▸ Texto:
/---

Moda – e design – sustentáveis são assunto em alta, devido à onda de conscientização crescente no mundo. Segundo um estudo feito pelo Programa das Nações Unidas para o Meio Ambiente, a produção da indústria têxtil é responsável por 2% a 8% do volume de emissões de gás carbônico mundial – isso sem contar a fase de tingimento, uma das maiores causadoras de poluição de fontes de água. Em virtude disso, diversas marcas – e criadores – começaram a trabalhar com os conceitos de upcycling e recycling em seus produtos, evitando o desperdício de matérias primas de forma muito criativa.
A diferença entre estes dois termos reside em que o recycling – ou reciclagem – é um processo de transformação de um produto, já finalizado, em busca do material/matéria prima a ser utilizado na produção de um novo objeto. Para que uma peça seja reciclada, ela passa por processos físicos, químicos e até maquinário especializado. Já o upcycling é um conceito diferente, pois consiste em aplicar um novo uso a produtos que seriam descartados, ampliando o ciclo de vida daquele material. E como manifestação de um upcycling que me chamou a atenção recentemente, abro este com o trabalho do fashion designer Ricardo Pinto, que transforma calças de jeans em jaquetas e quimonos simplesmente maravilhosos, deixando visível a forma como o material original foi utilizado, aplicando bordados, rendas, pedrarias e muito mais.
Eu conheci o trabalho desse designer através do Instagram, e fui atrás para constatar a qualidade de seu trabalho. Ele transforma calças de jeans em quimonos maravilhosos, requintados, num trabalho de quase ourivesaria têxtil, como prova a peça acima. Como consequência, cria peças absolutamente únicas, e eu aprecio muito esse caráter de unicidade de qualquer produto posto no mercado. Ainda mais quando questões como sustentabilidade, reaproveitamento e um alto teor de técnicas handmade são utilizadas em uma única peça.
O casaco acima, uma explosão de texturas e desenhos, me lembra a obra de um de nossos maiores artistas – Arthur Bispo do Rosário, o sergipano que, por sofrer de esquizofrenia, residiu em diversas instituições psiquiátricas por quase 50 anos. Sua obra, que agrega algumas centenas de peças, tem em seu Manto da Apresentação uma das suas peças mais icônicas, representando nesta um inventário do mundo e dos elementos do cotidiano do artista, para catalogar nossa existência, como um meio de comunicação entre os céus e a Terra. E este casaco é igualmente fascinante, uma peça que eu usaria com muito cuidado, dado seu quociente de realeza quase pop, parecendo uma obra em processo contínuo, fascinante em todos os aspectos.

\---

▸ Itens:
/---

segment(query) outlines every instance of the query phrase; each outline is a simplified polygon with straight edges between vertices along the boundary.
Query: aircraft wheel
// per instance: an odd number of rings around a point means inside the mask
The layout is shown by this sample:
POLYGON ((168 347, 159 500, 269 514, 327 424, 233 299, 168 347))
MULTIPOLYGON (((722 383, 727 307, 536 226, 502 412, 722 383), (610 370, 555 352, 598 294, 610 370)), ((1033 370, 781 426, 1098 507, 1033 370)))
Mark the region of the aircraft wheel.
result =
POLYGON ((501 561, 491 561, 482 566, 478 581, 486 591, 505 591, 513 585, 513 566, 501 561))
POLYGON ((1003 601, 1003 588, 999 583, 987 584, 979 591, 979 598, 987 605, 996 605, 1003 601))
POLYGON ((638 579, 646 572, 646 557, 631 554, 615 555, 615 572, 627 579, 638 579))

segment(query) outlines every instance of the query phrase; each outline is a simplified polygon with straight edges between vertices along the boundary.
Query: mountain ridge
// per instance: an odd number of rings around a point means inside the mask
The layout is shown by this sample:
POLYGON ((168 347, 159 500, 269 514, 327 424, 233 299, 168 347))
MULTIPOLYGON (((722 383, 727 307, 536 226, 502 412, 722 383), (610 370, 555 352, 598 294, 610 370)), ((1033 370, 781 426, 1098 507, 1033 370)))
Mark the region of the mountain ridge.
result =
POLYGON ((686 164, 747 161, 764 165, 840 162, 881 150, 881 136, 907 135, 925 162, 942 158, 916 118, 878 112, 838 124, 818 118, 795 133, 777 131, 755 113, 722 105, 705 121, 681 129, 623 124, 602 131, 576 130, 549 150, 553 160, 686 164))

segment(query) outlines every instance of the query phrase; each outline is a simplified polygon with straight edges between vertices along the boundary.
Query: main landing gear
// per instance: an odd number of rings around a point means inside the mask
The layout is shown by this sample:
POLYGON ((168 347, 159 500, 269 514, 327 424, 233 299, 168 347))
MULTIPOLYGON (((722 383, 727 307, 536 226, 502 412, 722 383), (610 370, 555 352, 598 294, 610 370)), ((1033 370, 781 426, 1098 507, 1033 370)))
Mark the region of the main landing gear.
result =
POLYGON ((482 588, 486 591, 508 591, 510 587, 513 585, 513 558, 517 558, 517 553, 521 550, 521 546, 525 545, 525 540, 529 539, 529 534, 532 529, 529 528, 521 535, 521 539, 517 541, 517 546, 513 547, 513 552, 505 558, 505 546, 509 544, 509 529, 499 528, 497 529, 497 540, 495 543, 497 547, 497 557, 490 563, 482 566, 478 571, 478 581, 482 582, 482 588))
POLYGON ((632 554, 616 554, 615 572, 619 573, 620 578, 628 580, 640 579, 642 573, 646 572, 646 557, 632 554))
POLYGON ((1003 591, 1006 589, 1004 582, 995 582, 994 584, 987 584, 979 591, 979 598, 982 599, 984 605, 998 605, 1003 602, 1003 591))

\---

▸ Tarefas a cumprir:
1. Transcreva, do texto sobre moda sustentável, o trecho que vai de "A diferença entre" até "e muito mais.", incluindo essas palavras.
2. Segundo o texto sobre moda sustentável, por quais processos ou recursos uma peça passa para ser reciclada? Liste todos.
Os itens formam um material à parte, sem ligação com o texto.

▸ Respostas esperadas:
1.
A diferença entre estes dois termos reside em que o recycling – ou reciclagem – é um processo de transformação de um produto, já finalizado, em busca do material/matéria prima a ser utilizado na produção de um novo objeto. Para que uma peça seja reciclada, ela passa por processos físicos, químicos e até maquinário especializado. Já o upcycling é um conceito diferente, pois consiste em aplicar um novo uso a produtos que seriam descartados, ampliando o ciclo de vida daquele material. E como manifestação de um upcycling que me chamou a atenção recentemente, abro este com o trabalho do fashion designer Ricardo Pinto, que transforma calças de jeans em jaquetas e quimonos simplesmente maravilhosos, deixando visível a forma como o material original foi utilizado, aplicando bordados, rendas, pedrarias e muito mais.

2.
- Processos físicos
- Processos químicos
- Maquinário especializado